(Stored records)
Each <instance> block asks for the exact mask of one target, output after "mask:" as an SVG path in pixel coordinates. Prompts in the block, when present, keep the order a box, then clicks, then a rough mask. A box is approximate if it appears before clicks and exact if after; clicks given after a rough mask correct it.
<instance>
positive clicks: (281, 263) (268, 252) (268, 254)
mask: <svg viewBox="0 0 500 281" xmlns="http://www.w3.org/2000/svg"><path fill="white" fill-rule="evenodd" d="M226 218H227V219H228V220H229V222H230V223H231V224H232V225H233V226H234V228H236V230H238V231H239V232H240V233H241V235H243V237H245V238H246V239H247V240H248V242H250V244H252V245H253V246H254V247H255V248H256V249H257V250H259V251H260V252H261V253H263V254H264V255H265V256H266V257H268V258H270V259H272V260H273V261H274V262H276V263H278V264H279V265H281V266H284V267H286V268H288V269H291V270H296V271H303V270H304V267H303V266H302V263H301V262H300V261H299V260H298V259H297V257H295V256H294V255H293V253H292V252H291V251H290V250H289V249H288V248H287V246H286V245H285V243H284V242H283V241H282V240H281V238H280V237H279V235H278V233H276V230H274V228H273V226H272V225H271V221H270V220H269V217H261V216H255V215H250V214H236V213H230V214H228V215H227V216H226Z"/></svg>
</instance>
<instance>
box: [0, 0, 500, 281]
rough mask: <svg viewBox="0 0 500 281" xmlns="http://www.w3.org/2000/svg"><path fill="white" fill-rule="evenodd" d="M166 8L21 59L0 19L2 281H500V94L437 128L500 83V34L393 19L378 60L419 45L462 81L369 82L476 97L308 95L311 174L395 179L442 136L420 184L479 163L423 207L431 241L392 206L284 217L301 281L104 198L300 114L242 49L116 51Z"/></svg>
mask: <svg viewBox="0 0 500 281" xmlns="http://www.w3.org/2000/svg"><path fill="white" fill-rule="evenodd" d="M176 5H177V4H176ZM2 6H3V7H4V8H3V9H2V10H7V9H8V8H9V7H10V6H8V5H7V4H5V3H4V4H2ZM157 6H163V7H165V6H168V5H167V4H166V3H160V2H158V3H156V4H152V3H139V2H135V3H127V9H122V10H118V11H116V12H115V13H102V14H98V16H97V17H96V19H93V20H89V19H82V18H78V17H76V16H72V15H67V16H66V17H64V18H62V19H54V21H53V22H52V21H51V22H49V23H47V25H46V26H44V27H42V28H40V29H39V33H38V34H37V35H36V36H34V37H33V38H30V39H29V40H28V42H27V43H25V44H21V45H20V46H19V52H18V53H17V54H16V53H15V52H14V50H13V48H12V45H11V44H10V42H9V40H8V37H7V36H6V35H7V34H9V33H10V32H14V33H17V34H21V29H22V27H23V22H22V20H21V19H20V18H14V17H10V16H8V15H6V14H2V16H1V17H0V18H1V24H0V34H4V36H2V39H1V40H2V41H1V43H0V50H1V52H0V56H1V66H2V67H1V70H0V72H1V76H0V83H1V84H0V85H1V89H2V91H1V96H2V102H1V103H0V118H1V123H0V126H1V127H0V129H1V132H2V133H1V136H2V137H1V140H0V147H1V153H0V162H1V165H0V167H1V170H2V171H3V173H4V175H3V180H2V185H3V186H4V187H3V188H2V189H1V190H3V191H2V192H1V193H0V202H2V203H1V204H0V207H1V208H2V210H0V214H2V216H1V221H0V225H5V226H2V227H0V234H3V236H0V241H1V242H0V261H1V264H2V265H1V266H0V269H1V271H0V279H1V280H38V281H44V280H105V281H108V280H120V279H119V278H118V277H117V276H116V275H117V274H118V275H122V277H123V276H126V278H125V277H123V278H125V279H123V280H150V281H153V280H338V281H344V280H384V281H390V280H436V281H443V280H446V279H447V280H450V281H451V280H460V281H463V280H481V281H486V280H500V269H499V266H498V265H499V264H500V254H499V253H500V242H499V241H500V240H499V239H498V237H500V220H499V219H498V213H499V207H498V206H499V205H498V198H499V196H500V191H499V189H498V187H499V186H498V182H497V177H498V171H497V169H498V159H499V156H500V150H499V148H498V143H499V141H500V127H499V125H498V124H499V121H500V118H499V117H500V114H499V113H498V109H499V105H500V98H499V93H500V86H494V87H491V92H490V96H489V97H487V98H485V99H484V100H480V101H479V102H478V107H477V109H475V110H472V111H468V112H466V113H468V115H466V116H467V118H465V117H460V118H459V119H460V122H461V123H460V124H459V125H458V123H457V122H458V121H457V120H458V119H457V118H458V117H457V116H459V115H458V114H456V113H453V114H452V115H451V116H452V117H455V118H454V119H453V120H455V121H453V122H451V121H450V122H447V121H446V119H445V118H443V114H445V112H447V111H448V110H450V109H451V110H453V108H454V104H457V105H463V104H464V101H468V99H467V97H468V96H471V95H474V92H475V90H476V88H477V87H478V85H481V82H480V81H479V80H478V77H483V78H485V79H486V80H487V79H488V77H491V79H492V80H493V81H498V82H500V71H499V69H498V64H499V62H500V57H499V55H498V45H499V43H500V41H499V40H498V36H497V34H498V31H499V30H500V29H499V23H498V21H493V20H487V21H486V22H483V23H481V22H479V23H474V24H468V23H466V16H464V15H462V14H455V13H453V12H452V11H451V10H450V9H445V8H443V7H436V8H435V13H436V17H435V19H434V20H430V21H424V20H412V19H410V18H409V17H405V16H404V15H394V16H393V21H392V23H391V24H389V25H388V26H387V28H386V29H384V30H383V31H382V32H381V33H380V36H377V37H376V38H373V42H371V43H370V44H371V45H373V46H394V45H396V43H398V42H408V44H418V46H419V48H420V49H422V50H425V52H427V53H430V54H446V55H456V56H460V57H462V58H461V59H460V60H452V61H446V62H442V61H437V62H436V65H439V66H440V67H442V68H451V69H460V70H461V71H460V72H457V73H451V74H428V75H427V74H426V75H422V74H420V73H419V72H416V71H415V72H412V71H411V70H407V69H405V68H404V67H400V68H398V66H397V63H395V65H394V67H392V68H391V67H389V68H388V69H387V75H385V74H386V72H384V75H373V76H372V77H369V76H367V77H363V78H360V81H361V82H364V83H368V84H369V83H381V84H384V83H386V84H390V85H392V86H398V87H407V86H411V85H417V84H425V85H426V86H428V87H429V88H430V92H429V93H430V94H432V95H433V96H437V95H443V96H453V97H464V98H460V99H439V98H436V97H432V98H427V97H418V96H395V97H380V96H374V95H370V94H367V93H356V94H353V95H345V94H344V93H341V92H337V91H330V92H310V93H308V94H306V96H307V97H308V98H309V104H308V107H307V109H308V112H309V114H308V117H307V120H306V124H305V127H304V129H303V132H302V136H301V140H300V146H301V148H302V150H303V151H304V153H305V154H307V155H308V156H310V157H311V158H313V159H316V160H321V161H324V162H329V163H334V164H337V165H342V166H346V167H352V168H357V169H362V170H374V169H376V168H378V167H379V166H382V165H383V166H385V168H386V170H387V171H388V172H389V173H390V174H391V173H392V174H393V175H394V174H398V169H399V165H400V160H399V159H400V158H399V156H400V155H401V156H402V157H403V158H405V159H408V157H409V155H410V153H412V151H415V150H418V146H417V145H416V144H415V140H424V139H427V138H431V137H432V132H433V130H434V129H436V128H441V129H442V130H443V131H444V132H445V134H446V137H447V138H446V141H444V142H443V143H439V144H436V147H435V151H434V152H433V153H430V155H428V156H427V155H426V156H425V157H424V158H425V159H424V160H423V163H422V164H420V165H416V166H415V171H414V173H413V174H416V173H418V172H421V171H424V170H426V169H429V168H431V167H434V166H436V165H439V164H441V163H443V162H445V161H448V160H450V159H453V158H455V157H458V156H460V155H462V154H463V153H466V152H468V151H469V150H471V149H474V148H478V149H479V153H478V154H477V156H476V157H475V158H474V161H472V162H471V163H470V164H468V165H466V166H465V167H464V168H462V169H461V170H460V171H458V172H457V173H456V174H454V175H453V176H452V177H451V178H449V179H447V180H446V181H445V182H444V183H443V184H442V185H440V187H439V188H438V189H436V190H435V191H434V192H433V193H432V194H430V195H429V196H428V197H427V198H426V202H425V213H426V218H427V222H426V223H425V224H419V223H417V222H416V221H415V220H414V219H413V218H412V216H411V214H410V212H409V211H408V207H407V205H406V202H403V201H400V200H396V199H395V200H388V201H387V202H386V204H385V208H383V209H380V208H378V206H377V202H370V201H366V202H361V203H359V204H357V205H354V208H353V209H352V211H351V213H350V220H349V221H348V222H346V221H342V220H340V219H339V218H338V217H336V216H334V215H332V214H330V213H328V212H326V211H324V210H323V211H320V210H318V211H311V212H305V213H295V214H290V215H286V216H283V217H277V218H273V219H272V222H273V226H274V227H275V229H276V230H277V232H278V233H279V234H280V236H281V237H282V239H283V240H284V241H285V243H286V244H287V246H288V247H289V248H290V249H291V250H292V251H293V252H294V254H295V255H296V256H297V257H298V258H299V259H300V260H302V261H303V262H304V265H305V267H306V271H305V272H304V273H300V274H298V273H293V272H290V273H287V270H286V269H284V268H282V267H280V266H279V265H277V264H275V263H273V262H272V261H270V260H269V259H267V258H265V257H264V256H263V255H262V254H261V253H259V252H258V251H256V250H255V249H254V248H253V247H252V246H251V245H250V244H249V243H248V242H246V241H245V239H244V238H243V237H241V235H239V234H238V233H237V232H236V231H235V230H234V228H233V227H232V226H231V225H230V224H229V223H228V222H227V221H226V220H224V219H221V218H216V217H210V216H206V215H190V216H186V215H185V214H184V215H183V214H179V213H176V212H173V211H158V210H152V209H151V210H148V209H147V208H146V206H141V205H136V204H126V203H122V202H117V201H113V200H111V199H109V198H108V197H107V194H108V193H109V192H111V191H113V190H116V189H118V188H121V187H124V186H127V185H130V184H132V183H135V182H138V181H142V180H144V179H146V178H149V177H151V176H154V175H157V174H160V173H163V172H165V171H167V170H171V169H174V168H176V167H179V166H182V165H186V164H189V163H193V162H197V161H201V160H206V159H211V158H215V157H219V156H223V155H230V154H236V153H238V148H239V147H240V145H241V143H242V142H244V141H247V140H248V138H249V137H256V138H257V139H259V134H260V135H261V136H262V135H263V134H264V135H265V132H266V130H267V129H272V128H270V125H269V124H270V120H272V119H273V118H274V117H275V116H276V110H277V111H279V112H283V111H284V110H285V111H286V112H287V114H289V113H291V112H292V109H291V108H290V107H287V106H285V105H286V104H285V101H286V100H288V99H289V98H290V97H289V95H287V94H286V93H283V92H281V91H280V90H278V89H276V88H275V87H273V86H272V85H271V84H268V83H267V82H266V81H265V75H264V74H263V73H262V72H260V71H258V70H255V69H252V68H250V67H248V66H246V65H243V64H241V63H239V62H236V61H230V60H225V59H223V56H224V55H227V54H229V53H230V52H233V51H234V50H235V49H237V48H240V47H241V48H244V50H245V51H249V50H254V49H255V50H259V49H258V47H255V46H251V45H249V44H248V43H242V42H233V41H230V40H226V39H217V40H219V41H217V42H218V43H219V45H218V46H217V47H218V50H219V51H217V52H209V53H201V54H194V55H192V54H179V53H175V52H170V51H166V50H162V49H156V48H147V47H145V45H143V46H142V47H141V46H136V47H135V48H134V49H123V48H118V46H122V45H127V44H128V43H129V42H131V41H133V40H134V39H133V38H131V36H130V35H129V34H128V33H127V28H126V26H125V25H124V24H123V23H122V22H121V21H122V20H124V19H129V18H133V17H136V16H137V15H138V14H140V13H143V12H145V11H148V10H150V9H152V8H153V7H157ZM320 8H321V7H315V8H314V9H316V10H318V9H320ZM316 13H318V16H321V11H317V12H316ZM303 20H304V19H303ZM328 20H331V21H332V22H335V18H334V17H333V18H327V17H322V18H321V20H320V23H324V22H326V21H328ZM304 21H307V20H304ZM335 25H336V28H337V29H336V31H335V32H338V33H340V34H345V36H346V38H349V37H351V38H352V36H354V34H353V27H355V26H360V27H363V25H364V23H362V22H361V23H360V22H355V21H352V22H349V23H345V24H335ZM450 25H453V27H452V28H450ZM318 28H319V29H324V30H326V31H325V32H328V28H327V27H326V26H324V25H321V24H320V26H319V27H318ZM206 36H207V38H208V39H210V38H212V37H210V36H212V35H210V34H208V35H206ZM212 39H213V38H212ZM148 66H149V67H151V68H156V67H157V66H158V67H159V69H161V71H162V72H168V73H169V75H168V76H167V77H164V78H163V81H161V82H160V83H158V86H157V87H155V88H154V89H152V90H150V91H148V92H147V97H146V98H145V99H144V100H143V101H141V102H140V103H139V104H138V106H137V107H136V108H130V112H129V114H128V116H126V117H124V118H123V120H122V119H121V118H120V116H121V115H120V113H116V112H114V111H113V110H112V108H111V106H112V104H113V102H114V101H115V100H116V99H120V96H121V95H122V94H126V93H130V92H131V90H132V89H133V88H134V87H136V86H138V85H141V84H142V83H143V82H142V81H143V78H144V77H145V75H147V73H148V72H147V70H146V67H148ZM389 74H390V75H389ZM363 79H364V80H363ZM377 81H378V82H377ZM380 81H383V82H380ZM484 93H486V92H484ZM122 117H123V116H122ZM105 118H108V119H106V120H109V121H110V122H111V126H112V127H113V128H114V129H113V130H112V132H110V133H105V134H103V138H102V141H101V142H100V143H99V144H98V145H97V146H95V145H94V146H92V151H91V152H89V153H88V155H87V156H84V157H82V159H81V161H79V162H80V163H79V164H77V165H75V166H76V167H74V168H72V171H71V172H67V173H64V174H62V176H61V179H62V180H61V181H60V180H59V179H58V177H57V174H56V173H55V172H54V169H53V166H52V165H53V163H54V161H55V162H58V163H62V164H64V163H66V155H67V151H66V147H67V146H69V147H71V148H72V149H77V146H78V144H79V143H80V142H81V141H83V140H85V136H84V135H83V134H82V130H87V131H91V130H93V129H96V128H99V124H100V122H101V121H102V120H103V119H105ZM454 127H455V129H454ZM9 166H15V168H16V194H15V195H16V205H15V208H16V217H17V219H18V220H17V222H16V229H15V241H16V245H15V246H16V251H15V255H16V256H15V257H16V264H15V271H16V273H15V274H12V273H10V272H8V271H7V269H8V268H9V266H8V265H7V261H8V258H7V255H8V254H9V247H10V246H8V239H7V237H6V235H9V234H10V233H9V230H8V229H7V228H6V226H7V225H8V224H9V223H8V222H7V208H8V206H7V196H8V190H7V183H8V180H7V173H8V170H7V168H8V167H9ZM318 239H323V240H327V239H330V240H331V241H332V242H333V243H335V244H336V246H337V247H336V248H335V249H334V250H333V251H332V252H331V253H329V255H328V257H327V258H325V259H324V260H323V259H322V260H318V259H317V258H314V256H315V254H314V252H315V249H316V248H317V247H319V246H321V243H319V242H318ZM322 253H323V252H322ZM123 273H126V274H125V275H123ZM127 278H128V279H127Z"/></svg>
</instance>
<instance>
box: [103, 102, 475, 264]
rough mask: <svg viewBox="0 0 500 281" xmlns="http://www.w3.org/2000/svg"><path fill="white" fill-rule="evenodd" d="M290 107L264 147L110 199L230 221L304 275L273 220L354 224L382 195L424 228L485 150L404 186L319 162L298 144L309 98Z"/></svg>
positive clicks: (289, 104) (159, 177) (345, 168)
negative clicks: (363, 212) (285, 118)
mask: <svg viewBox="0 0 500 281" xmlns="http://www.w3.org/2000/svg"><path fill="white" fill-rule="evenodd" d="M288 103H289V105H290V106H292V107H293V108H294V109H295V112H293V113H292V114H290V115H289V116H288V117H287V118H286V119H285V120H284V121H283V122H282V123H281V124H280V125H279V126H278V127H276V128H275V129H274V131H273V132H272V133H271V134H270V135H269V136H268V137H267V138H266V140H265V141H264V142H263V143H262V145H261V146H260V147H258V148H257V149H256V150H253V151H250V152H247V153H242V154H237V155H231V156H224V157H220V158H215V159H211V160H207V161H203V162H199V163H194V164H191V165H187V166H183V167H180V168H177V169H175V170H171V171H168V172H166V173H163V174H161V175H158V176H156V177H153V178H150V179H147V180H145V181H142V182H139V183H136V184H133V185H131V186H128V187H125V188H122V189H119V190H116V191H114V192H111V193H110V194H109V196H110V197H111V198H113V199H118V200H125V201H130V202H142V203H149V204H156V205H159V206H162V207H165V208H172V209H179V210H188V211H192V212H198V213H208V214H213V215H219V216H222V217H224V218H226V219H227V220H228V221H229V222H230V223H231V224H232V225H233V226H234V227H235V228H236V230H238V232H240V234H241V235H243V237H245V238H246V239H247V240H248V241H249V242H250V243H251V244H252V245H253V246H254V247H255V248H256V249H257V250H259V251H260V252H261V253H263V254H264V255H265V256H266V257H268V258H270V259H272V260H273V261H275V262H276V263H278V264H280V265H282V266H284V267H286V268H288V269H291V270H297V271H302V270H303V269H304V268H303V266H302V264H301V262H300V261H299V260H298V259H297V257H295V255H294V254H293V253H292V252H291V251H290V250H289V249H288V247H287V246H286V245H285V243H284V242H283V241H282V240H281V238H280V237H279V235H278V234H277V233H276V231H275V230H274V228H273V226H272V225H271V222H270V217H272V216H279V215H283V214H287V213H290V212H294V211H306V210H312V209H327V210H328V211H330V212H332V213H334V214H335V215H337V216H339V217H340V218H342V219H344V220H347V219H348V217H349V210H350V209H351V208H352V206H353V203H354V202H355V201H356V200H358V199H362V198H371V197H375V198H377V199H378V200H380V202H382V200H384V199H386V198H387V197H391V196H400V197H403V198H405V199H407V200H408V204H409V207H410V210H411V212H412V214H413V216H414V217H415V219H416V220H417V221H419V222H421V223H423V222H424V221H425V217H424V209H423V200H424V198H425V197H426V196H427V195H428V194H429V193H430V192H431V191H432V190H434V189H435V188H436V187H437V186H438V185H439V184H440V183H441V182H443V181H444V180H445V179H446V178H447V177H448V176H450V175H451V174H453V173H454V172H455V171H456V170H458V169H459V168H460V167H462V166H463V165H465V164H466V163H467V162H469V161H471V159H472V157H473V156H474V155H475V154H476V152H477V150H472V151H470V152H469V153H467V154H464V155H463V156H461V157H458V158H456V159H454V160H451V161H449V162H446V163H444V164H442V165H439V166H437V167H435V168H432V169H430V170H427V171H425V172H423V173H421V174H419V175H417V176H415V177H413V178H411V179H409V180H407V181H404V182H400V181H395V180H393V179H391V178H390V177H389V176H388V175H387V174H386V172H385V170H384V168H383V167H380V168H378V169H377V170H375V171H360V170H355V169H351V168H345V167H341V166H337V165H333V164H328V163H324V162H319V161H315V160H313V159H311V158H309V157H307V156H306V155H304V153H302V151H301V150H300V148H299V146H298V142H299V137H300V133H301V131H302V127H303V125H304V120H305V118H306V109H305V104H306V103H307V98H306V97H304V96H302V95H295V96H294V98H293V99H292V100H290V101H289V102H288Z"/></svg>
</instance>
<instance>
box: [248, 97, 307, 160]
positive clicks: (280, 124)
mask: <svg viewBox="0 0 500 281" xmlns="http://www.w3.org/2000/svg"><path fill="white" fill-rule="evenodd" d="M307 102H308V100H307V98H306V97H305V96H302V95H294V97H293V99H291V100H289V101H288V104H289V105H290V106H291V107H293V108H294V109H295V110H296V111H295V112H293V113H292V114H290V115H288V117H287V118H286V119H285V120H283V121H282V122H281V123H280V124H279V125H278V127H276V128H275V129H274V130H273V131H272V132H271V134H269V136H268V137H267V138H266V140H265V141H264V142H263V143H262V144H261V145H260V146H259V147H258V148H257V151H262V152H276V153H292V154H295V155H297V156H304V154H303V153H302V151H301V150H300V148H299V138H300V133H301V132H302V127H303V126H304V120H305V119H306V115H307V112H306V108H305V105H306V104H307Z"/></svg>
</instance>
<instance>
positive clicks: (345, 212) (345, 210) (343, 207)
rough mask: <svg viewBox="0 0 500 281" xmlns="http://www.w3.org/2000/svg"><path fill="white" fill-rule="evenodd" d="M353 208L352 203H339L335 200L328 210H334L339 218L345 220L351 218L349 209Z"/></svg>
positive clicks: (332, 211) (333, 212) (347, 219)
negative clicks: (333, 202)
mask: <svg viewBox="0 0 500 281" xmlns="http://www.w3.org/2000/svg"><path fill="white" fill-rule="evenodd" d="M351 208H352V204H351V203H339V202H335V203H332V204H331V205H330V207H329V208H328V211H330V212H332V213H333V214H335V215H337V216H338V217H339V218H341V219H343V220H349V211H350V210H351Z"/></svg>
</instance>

...

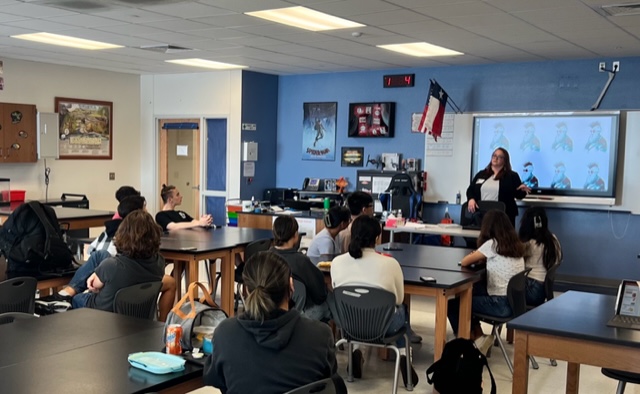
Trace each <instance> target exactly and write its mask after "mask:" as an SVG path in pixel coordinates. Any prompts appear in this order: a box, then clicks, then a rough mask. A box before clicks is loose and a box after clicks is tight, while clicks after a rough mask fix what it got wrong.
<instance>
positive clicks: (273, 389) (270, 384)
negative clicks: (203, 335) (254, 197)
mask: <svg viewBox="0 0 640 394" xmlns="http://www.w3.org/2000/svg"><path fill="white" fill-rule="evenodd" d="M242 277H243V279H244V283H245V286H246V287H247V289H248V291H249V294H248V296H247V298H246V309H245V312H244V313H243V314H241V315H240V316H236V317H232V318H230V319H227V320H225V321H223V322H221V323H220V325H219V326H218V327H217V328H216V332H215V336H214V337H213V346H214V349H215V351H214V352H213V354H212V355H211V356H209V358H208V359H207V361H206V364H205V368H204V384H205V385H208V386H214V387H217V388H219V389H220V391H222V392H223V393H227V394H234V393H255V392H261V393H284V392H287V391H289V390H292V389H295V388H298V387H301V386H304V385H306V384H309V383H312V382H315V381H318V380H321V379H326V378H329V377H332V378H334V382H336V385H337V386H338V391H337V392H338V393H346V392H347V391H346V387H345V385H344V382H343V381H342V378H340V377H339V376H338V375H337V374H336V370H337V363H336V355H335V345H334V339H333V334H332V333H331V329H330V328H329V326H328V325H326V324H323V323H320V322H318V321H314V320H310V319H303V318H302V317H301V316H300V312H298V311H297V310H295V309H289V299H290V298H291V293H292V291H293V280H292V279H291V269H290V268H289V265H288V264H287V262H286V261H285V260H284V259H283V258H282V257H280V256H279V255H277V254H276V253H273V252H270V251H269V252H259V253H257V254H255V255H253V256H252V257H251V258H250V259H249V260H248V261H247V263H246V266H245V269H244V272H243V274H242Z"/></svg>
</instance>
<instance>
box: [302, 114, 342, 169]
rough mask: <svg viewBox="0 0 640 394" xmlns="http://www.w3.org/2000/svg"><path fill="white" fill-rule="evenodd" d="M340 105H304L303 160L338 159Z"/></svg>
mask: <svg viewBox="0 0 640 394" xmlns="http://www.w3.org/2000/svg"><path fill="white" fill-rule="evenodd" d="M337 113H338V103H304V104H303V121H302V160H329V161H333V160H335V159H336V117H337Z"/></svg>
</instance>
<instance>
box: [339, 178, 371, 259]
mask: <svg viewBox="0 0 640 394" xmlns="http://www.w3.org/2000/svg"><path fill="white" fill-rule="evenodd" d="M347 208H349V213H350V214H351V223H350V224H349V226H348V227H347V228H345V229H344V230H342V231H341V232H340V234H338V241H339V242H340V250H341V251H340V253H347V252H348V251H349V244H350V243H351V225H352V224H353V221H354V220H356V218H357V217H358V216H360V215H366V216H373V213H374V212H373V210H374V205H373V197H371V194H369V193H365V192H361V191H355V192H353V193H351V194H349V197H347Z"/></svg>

▶ _WORK INSTRUCTIONS_
When the records above are checked line by line, how many lines contain the word "then"? Please give only that number.

▶ _SOLUTION_
2